▶ _WRITTEN INSTRUCTION_
Locate every line in the entries below that contains the string "blue", and copy each such line in full. Treat the match as case-sensitive.

Data extracted from a collection

□ □ □ □ □

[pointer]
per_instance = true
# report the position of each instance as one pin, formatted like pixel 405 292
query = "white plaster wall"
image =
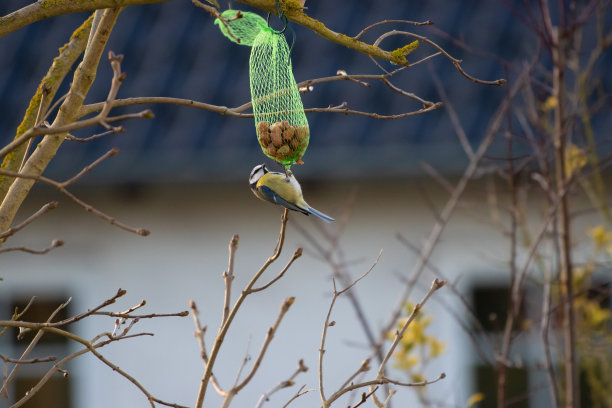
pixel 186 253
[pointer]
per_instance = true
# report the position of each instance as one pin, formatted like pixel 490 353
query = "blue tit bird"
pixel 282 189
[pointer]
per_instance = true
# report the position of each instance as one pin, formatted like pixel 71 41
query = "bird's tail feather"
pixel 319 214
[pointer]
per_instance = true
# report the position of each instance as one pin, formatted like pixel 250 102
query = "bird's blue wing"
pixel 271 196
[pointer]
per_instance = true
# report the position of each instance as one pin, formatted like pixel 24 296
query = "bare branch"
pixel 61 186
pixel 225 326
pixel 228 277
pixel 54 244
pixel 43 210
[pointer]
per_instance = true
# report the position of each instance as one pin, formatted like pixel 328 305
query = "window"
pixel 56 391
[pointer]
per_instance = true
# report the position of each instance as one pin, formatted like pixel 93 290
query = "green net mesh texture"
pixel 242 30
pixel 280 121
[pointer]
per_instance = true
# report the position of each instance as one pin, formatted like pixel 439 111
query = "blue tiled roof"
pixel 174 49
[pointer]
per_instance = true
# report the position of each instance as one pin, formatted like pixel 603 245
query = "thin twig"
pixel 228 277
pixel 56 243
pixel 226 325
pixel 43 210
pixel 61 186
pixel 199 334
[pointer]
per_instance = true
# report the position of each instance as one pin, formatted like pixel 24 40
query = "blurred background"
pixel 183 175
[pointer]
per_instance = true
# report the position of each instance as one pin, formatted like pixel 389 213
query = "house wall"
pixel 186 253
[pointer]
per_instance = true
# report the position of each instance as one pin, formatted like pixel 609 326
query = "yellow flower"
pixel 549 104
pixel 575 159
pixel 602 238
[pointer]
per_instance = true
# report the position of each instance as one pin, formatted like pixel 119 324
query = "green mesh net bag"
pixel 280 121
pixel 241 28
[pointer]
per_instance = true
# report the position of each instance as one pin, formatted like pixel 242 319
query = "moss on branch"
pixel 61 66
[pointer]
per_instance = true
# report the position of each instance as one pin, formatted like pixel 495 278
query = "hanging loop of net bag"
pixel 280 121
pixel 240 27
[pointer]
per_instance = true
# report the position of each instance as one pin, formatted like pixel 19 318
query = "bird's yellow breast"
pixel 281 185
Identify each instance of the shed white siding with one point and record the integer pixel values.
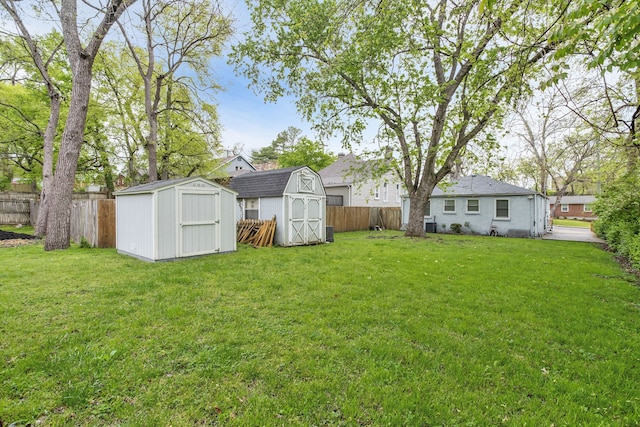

□ □ □ □ □

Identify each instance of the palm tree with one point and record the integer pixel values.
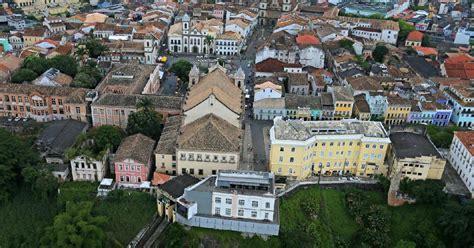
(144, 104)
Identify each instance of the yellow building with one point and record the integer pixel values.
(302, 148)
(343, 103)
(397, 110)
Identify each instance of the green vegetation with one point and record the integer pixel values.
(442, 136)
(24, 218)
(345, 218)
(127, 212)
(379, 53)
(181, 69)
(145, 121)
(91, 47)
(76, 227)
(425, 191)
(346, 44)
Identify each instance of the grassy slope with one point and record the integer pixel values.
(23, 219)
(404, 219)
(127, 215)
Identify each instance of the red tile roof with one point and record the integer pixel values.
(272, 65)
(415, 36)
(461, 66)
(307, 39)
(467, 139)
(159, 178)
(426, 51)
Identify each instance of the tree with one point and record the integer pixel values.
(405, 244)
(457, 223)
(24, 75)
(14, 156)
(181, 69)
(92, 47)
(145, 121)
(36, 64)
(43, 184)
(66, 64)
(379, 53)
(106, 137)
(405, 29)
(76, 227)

□ □ □ □ □

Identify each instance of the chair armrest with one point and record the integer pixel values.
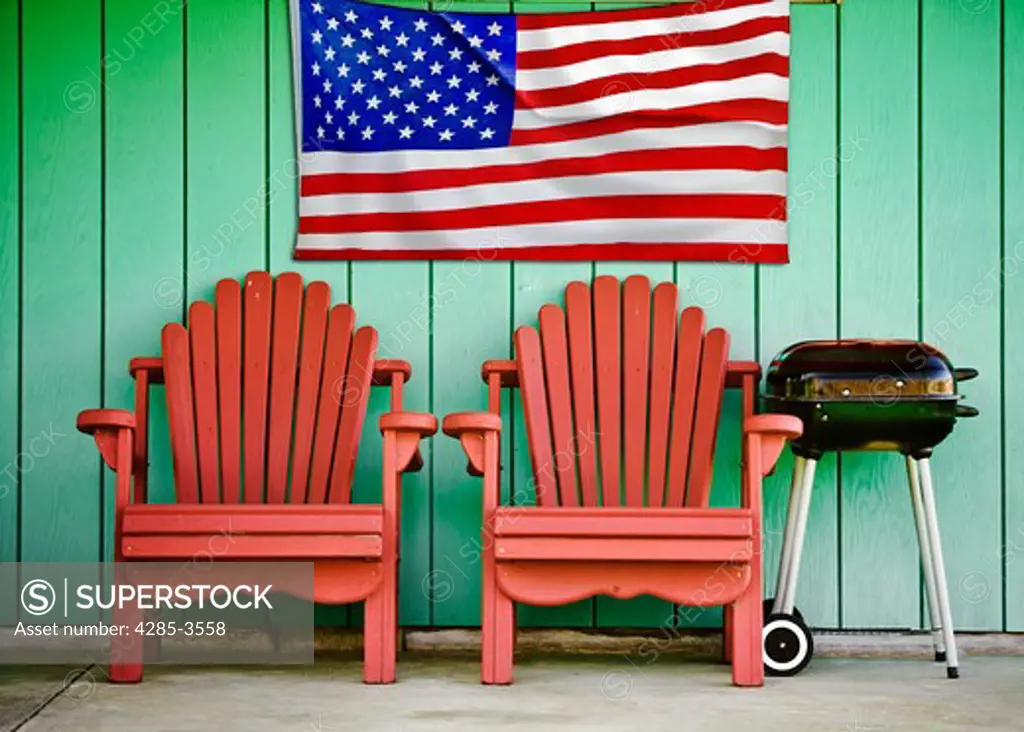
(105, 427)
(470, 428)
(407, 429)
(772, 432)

□ □ □ □ □

▶ _THE RESULT_
query = "blue tit bird"
query = "bird's blue wing"
query = "blue tiled roof"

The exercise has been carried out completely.